*** Extrait du texte

Le dynamisme de la médecine sud-africaine

Le lent accaparement des richesses de l’Afrique du Sud par son président Jacob Zuma et la famille d’origine hindoue les Gupta est certes une réalité, c’est la tentative de possession par un clan comme dans d’autres pays d’Afrique, par exemple le clan Kabila en RDC. Au fond, on en revient à la tribu. Mais la résistance s’organise en Afrique du Sud et les institutions tiennent bon malgré tout. Elles sont établies depuis des décennies et les citoyens sud-africains ont une opposition bien organisée. Son système de santé est très performant par rapport au reste du continent, car il avait accueilli des personnalités médicales juives fuyant l’Allemagne nazie. En 1967 déjà, le monde apprend avec stupéfaction que le professeur Barnard a réalisé la première transplantation cardiaque à l’hôpital Groote Schuur au Cap. Bien que l’Union Africaine (OUA à l’époque) ait interdit à des Africains hauts placés de se rendre au pays de l’apartheid, de nombreux ministres et autres personnalités africaines  allaient se faire soigner dans les hôpitaux sud-africains, gratuitement souvent, tant les médecins sud-africains étaient heureux de leur rendre ce service et n’ont rien divulgué. D’autres personnalités, du Zimbabwe par exemple, ont fait leurs études par correspondance avec UNISA (University of South Africa)…

Malheureusement aujourd’hui, il y a une des plus fortes prévalences au monde du VIH, avec une propagation de la tuberculose qui tue chaque année 33 000 personnes et un diabète qui alarme les autorités. L’Afrique du Sud fait face à un énorme défi. Malgré cela, elle peut compter sur un avantage majeur : un secteur de la recherche médicale dynamique qui aboutit sur de nombreuses avancées reconnues dans le monde entier.

******
*** Données fournies

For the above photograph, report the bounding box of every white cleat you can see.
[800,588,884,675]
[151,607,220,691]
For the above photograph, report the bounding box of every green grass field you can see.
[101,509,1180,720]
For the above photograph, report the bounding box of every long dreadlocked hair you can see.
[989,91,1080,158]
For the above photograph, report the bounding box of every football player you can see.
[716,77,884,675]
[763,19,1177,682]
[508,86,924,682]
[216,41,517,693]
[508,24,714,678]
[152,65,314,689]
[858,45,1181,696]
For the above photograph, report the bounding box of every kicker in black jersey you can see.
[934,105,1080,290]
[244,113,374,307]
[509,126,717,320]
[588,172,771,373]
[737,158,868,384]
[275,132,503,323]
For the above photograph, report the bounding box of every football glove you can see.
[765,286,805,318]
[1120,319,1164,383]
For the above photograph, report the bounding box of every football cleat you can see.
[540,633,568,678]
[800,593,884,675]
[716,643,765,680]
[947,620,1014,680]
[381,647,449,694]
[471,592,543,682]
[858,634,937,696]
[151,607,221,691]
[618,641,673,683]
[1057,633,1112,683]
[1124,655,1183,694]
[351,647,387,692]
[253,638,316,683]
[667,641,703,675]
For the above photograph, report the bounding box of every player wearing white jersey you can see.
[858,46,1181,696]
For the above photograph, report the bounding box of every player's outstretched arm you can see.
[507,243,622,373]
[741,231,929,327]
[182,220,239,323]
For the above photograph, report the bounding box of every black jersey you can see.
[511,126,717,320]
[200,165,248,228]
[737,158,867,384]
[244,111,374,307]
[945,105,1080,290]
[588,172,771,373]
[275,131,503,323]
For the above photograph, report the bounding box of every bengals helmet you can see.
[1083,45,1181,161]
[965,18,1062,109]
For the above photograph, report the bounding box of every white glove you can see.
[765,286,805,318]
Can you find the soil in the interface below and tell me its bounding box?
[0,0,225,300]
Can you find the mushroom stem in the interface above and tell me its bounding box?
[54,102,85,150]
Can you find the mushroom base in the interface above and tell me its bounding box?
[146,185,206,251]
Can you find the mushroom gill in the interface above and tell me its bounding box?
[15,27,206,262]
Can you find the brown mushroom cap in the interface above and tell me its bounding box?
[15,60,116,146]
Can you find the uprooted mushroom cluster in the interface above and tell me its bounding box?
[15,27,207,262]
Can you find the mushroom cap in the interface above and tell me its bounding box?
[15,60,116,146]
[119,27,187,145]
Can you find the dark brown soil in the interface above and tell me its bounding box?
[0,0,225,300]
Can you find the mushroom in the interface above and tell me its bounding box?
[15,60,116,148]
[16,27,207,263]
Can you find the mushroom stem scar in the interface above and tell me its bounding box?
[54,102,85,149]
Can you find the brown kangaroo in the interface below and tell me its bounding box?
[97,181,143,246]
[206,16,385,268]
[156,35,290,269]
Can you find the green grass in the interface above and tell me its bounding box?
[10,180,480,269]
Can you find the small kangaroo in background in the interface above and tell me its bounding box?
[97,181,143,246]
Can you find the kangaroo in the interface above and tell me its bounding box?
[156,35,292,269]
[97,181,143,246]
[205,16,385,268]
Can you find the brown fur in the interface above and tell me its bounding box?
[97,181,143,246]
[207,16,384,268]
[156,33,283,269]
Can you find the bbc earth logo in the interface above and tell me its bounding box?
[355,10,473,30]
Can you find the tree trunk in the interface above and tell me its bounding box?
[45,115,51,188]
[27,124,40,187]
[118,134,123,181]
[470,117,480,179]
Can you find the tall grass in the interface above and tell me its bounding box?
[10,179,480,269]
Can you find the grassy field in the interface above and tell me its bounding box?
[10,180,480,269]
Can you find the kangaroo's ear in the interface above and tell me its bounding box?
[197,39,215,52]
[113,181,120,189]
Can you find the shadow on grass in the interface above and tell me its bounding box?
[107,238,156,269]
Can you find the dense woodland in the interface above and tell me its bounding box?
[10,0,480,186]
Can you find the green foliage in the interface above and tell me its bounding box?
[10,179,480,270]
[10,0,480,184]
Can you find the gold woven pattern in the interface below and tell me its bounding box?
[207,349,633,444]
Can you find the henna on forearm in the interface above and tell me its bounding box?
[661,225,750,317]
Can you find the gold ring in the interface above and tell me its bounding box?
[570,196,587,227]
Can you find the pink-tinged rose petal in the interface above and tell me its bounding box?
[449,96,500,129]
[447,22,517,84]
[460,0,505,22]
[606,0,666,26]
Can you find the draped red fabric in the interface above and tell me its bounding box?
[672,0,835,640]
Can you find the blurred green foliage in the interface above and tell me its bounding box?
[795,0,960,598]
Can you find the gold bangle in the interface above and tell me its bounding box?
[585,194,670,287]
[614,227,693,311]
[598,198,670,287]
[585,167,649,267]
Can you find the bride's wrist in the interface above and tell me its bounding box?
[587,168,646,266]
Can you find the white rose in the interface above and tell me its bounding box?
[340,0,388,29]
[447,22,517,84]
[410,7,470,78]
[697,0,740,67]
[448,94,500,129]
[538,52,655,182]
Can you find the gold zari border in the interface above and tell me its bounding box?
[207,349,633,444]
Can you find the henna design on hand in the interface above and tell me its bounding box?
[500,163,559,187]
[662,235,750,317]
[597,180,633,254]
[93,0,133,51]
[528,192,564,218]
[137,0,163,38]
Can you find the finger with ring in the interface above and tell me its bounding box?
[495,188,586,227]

******

* _À faire_
[a] Dans le texte sur la médecine sud-africaine, résumez sous forme de liste le paragraphe qui commence par « Malheureusement aujourd'hui ».
[b] D'après le texte sur la médecine sud-africaine, dans quel hôpital le professeur Barnard a-t-il réalisé la première transplantation cardiaque ?
[c] Poursuivez le texte sur la médecine sud-africaine à partir de sa dernière phrase.

* _Tâches résolues_
[a]
- L'Afrique du Sud a l'un des taux de VIH les plus élevés au monde.
- La tuberculose s'y propage et tue 33 000 personnes chaque année.
- Le diabète inquiète les autorités.
- Le pays fait donc face à un énorme défi.
- Il compte toutefois sur un atout majeur : une recherche médicale dynamique, dont les avancées sont reconnues dans le monde entier.

[b] À l'hôpital Groote Schuur, au Cap.

[c]
« Etant donné les fonds limités à disposition, ce que nous avons réussi en matière de recherche est remarquable », explique le docteur Dorsamy Pillay, directeur adjoint du pôle de recherche et soutien de l’innovation à la Fondation nationale pour la recherche. Une des grandes figures de la recherche médicale sud-africaine, est la professeure Glenda Gray, élue cette année parmi les cent personnes les plus influentes au monde par le Time Magazine. Ses recherches ont sauvé des milliers de vies en prévenant la transmission du VIH entre mère et enfant, grâce à l’introduction de thérapies  antirétrovirales. En quinze ans, le taux de transmission est passé de 22 % à 2 %. « Si mes travaux ont abouti, c ‘est parce que j’avais derrière moi une longue histoire militante de lutte contre l’apartheid, puis contre le VIH, explique-t-elle. En tant que pédiatre, je voyais mères et enfants mourir devant moi, j’étais outrée : le gouvernement avait tourné le dos à sa propre population ». A cette époque, en effet, le successeur de Mandela, Thabo Mbeki, avait refusé d’établir le lien entre VIH et Sida. Il avait retardé l’entrée du traitement anti-VIH qui aurait pu éviter des dizaines de milliers de nouvelles infections…

Les combats scientifiques et éthiques de Glenda Gray l’ont conduite aujourd’hui à devenir la première femme présidente du Conseil médical de la recherche en Afrique du Sud ((SAMRC). Elle fait partie de l’équipe qui étudie actuellement un vaccin expérimental contre le Sida, le plus ambitieux à ce jour, testé sur 5 000 volontaires sud-africains.

Il y a d’autres personnalités médicales dignes d’être mentionnées : la professeure Karen Sliwa-Hahnle, spécialiste des maladies du cœur chez les femmes enceintes et le professeur Kit Vaughan en génie biomédical au Cap qui a créé sa propre entreprise biomédicale à sa retraite en 2009. Il cherche à fabriquer la première machine de dépistage du cancer du sein combinant échographie et mammographie.

Tout cela semble avoir trouvé un écho favorable auprès du gouvernement sud-africain qui a annoncé en avril dernier faire passer le pourcentage du PIB  consacré à la recherche et développement  de 0,78 à1,5 % d’ici à 2020. Une bonne nouvelle dans ce grand pays digne d’être soutenu, politiquement surtout, pour qu’il ne tombe pas dans les mains d’un clan avide d’argent.

Christine von Garnier, sociologue et journaliste.